-- begin Material --

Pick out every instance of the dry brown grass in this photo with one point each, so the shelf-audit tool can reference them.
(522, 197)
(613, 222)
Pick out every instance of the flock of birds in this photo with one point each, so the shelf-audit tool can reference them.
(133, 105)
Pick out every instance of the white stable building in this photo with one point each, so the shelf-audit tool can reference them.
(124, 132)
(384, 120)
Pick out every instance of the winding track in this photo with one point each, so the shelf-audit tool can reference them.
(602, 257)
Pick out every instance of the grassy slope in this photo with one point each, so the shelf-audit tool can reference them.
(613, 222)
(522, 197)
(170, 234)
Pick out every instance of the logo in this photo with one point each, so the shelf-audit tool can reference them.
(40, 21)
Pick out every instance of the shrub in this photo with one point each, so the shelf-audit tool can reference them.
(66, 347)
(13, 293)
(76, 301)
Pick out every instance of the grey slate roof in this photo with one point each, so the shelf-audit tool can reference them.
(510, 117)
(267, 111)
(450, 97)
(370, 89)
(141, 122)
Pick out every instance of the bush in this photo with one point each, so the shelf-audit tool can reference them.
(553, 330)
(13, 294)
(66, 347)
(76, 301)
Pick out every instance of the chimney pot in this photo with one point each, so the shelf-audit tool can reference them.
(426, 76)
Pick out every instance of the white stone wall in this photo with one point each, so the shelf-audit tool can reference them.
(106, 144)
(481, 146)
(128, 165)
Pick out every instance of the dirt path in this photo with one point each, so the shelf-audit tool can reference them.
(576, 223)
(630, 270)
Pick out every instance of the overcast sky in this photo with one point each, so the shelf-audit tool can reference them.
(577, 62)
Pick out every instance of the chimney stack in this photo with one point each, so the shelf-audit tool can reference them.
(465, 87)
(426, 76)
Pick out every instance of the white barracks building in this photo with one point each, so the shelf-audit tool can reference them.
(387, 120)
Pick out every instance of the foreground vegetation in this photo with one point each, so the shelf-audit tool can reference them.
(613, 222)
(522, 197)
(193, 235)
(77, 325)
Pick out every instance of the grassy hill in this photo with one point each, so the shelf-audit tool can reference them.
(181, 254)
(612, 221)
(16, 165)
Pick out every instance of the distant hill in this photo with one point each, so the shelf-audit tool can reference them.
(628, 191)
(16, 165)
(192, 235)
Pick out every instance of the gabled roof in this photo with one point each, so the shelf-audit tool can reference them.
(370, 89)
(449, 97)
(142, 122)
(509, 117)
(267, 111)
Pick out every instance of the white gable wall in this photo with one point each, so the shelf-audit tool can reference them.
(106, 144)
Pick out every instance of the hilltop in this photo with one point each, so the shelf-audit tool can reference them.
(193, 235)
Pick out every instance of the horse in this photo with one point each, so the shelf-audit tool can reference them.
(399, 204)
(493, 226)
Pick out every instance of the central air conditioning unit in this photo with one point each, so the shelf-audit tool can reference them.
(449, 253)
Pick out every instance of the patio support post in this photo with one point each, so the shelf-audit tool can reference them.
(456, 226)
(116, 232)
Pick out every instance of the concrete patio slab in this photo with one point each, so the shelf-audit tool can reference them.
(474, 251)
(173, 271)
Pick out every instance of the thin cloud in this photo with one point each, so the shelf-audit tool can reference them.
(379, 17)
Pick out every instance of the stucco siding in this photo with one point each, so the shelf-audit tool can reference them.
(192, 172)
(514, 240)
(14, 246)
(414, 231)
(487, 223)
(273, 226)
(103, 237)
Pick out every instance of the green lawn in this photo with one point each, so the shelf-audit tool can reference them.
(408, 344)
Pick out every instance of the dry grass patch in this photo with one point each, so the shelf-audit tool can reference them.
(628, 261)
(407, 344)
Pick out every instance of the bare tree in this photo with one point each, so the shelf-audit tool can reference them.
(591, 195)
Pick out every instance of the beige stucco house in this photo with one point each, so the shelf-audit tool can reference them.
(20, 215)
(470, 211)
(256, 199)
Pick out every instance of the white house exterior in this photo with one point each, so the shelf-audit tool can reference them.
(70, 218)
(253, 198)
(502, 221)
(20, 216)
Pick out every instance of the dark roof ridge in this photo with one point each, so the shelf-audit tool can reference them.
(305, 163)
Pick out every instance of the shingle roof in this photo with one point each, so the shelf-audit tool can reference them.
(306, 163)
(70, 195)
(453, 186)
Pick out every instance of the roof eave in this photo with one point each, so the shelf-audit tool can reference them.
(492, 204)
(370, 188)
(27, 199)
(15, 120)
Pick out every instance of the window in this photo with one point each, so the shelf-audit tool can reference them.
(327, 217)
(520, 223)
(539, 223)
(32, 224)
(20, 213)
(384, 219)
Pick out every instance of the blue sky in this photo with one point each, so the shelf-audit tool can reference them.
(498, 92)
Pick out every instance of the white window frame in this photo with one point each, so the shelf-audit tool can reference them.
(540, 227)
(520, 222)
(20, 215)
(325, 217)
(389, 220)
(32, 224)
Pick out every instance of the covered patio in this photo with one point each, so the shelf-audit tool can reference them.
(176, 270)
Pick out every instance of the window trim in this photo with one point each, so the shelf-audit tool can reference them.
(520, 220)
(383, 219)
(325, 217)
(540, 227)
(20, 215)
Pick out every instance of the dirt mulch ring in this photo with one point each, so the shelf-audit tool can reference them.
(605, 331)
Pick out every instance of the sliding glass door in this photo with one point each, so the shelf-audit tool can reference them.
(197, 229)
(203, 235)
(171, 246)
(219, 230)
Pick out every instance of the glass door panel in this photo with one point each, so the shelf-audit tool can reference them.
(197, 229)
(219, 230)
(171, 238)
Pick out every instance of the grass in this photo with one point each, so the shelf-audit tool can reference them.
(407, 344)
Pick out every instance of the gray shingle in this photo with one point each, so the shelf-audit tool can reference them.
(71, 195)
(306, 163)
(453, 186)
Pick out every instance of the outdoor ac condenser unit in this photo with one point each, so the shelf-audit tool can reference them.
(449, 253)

-- end Material --

* _Prompt_:
Print the lines starting at the one that contains "Pick out every instance of the outdoor" and ending with the last line of the records, both ends included, with each line reproduced exactly as it appears.

* _Task solution_:
Pick out every instance of the outdoor ac condenser unit in this photo with one point each, so the shelf-audit tool can reference them.
(449, 253)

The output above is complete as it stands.